- Excerpt provided

──────────────────────────────

Ruby Keeler Ruby Keeler, born Ethel Hilda Keeler, (August 25, 1909 - February 28, 1993), was an actress, singer, and dancer.
She was born in Halifax, Nova Scotia, Canada, in 1909 (although some sources, including (]) have indicated the year was 1910), of Irish Catholic extraction. She was the sister of minor actresses, Helen Keeler and Gertrude Keeler.
Three years later, her family packed up and moved to New York City. There were six children, so although Keeler was interested in taking dance lessons, the family simply could not afford to.
Keeler attended a parochial school on the East Side of New York City, and one period per week, a dance teacher would come and teach all styles of dance. The teacher saw potential in Keeler and spoke to her mother about Ruby taking lessons at her studio. Although her mother declined, apologizing for the lack of money, the teacher wanted to work with her so badly, that she asked her mother if she would bring her to a class lesson on Saturdays, and she agreed.
During the classes, a girl she danced with told her about auditions for chorus girls. The law said you had to be 16 years old, and although they were only 13, they decided to lie about their ages at the audition. It was a tap audition, and there were a lot of other talented girls there. The stage was covered, except for a wooden apron at the front. When it was Ruby's turn to dance, she asked Julian Mitchell, the dance director for the show, if she could dance on the wooden part so that her taps could be heard.
He did not answer, so she went ahead, walked right up to the front of the stage, and started the routine there. He said, "who said you could dance up there?" She replied, "I asked you!" and got a job in George M. Cohan's The Rise of Rosie O'Reilly in 1923, in which she made forty-five dollars a week to help her family.

──────────────────────────────

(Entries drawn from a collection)
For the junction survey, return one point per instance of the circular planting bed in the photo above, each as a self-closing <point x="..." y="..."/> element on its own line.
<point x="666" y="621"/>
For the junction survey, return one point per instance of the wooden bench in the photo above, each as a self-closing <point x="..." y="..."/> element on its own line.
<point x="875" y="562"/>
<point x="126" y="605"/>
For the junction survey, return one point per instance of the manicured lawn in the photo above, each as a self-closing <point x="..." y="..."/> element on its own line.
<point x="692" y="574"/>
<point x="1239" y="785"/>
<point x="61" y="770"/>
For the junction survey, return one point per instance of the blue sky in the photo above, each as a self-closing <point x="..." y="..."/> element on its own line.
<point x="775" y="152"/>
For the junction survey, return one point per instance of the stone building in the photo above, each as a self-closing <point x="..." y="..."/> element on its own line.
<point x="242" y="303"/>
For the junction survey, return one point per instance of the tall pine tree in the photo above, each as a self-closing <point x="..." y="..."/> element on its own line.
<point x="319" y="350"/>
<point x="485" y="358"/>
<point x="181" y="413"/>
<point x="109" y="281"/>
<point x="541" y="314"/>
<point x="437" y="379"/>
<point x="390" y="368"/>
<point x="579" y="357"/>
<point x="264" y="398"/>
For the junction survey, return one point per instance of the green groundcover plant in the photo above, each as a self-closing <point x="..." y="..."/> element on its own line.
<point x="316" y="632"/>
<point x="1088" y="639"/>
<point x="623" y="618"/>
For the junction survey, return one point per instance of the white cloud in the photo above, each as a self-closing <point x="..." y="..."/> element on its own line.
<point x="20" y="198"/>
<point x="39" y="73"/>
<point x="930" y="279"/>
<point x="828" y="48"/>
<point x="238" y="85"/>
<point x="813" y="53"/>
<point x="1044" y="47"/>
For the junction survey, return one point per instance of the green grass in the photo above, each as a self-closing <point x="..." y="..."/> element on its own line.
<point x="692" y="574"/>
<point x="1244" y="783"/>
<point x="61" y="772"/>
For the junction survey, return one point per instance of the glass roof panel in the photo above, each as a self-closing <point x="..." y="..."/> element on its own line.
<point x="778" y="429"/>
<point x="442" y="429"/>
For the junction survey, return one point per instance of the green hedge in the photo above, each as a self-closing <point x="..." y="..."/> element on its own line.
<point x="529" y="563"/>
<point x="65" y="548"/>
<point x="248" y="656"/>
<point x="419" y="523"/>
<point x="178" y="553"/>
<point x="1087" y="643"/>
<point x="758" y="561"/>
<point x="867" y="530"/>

──────────────────────────────

- Tasks
A: Decide whether each statement below agrees with the Ruby Keeler biography, answering yes or no and quoting the words of the biography that settle it: (i) Keeler's family had six children; (ii) Keeler's mother paid for lessons at the dance teacher's studio; (iii) Julian Mitchell answered Keeler's request to dance on the wooden apron.
B: Reproduce word for word the passage of the Ruby Keeler biography starting at "Three years later, her" and ending at "and she agreed.".
C: Continue the Ruby Keeler biography from the point where it stops.

- Expected results
A:
(i) Yes: "There were six children"
(ii) No: "Although her mother declined, apologizing for the lack of money"
(iii) No: "He did not answer, so she went ahead"

B:
Three years later, her family packed up and moved to New York City. There were six children, so although Keeler was interested in taking dance lessons, the family simply could not afford to.
Keeler attended a parochial school on the East Side of New York City, and one period per week, a dance teacher would come and teach all styles of dance. The teacher saw potential in Keeler and spoke to her mother about Ruby taking lessons at her studio. Although her mother declined, apologizing for the lack of money, the teacher wanted to work with her so badly, that she asked her mother if she would bring her to a class lesson on Saturdays, and she agreed.

C:
During her days at Texas Guinan's nightclub, Keeler met legendary entertainer Al Jolson. The couple began dating and wed in 1928; she was 19 and he was 42. Alas, the marriage (during which they adopted a son) was a rocky one and the couple divorced in 1940. Keeler remarried in 1941 to John Homer Lowe, and they had four children; Lowe died of cancer in 1969.
In 1933, producer Darryl F. Zanuck cast Keeler in the Warner Bros. musical 42nd Street opposite Dick Powell and Bebe Daniels. The film was a huge success due to the innovative Busby Berkeley's lavish choreography. As a result of her performance in 42nd Street, Jack L. Warner gave Keeler a long-term contract and cast her in such hits as Gold Diggers of 1933 (1933) and Dames (1934).
Not anxious to be a movie star, and happy in her second marriage, Keeler left show business in 1941, and went on to raise five children. In 1971, she came out of retirement to star in the hugely successful Broadway revival of No, No, Nanette, along with fellow Irish-Americans Helen Gallagher and the late Patsy Kelly. The production was directed by Keeler's 42nd Street director, Busby Berkeley.
Ruby Keeler was the first tap dancing star of motion pictures. She was a Buck dancer. Both the shoes and the style were different from regular tap dance. Instead of metal taps, the soles were wooden, and hard. Buck dancers stayed in relatively the same place on stage, and their concern was the rhythm coming from their feet, rather than how they looked on stage. They stayed on the balls of their feet most of time, which meant that their torsos moved very little, and the movements were isolated to below the waist. Because of this style of movement, the early Buck dancers often appeared less graceful in comparison with later tap dancers.
Ruby Keeler died of cancer in Rancho Mirage, California at the aged either 82 or 83, and was interred in the Holy Sepulcher Cemetery in Orange, California. She has a Star on the Hollywood Walk of Fame at 6730 Hollywood Blvd.